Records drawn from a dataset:
★ ★ ★

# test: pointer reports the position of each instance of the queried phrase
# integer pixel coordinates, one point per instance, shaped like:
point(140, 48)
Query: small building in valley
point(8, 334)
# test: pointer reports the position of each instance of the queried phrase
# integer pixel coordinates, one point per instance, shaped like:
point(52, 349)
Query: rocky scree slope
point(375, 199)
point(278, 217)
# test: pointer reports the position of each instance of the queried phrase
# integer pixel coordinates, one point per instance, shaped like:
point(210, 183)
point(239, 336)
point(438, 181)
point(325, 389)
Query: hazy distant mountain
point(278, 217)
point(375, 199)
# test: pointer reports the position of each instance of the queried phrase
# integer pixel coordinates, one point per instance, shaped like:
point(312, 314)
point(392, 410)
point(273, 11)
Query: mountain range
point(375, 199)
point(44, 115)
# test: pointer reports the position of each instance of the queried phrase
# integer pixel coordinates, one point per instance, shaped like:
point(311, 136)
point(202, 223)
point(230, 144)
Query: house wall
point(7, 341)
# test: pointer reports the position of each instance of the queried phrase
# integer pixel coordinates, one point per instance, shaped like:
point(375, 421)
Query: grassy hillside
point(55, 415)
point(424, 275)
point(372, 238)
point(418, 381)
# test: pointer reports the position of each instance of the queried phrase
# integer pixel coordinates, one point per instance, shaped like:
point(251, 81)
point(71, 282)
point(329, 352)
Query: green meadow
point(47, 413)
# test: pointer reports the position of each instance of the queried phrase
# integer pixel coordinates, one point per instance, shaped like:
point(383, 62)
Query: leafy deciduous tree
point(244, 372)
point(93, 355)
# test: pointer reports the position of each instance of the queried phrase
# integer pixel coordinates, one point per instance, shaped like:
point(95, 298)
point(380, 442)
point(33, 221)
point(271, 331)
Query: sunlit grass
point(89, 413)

★ ★ ★

● **TASK STATEMENT**:
Leaving no line out, return the data above verbatim.

● **REPLY TO THE EXERCISE**:
# test: pointer reports the position of each instance of the queried phrase
# integer pixel coordinates, one point per instance, shaped like:
point(140, 48)
Query: small building in valley
point(8, 334)
# test: pointer reports the position of each instance of the queried phrase
# integer pixel coordinates, one point per instance, shaped like:
point(52, 349)
Query: rocky scree slope
point(375, 199)
point(278, 217)
# test: pointer reports the position of each instance of the queried phrase
# integer pixel coordinates, one point per instance, shaped like:
point(210, 183)
point(239, 336)
point(438, 181)
point(325, 389)
Query: hazy distant mountain
point(278, 217)
point(375, 199)
# test: pointer reports the position of each instance of the queried phrase
# integer pixel coordinates, one point per instance, shaped like:
point(312, 314)
point(392, 410)
point(273, 11)
Query: mountain range
point(375, 199)
point(44, 115)
# test: pointer reports the position of each instance of the queried phrase
# integer pixel coordinates, one point per instance, shaped like:
point(311, 136)
point(202, 223)
point(230, 144)
Query: house wall
point(7, 341)
# test: pointer reports the position of each instance of the queried phrase
# integer pixel coordinates, one point per instance, shaped like:
point(375, 421)
Query: grassy hillside
point(55, 415)
point(424, 275)
point(372, 238)
point(418, 381)
# test: pointer reports the position of each instance of the queried phrase
# integer pixel coordinates, one point per instance, shaped like:
point(251, 81)
point(71, 282)
point(329, 352)
Query: green meadow
point(47, 413)
# test: pointer reports the position of each instance of the queried phrase
# integer pixel coordinates, one point per instance, shaped like:
point(383, 62)
Query: leafy deciduous tree
point(244, 372)
point(93, 355)
# test: pointer reports the position of each instance of the queried phrase
# integer pixel coordinates, one point per instance, shaped like:
point(95, 298)
point(380, 442)
point(33, 221)
point(271, 331)
Query: sunlit grass
point(89, 413)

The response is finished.